Ułóż cały poniższy wykaz w tabelę Markdown z kolumnami „Nr” i „Tekst”, gdzie każdy wiersz to numer kolejny i jedna linia. Puste linie oraz obrazy pomiń.

[Zapisy rozmieszczenia punktów]
● ● ● ● ●
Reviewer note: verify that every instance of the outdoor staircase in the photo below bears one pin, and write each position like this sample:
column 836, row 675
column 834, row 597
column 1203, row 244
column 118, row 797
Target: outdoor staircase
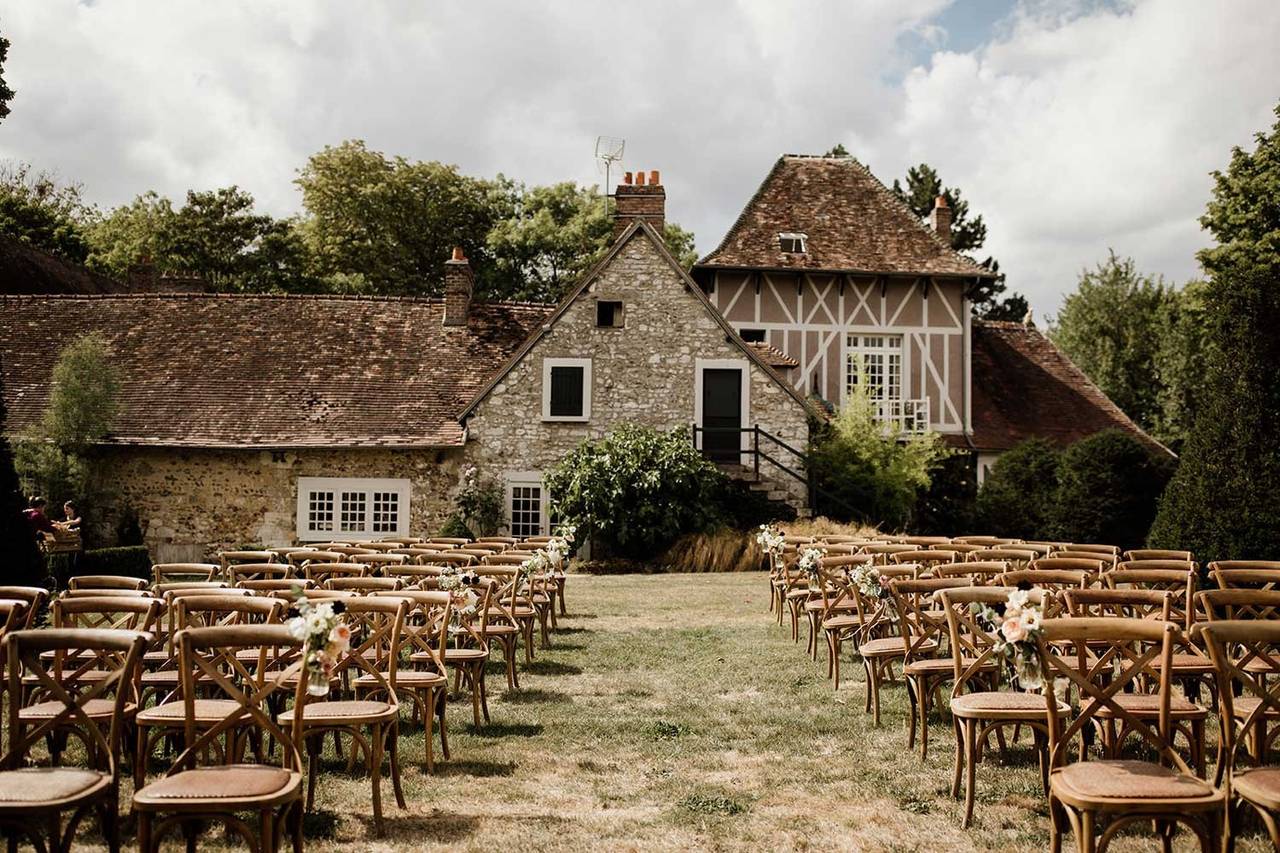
column 768, row 487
● ● ● ● ●
# Odpowiedź do ćwiczenia
| Nr | Tekst |
|---|---|
| 1 | Reviewer note: verify that every instance of the outdoor staircase in the photo below bears one pin, and write each position like this sample: |
| 2 | column 836, row 675 |
| 3 | column 834, row 597 |
| 4 | column 1203, row 244 |
| 5 | column 118, row 797 |
| 6 | Target: outdoor staircase |
| 7 | column 768, row 487 |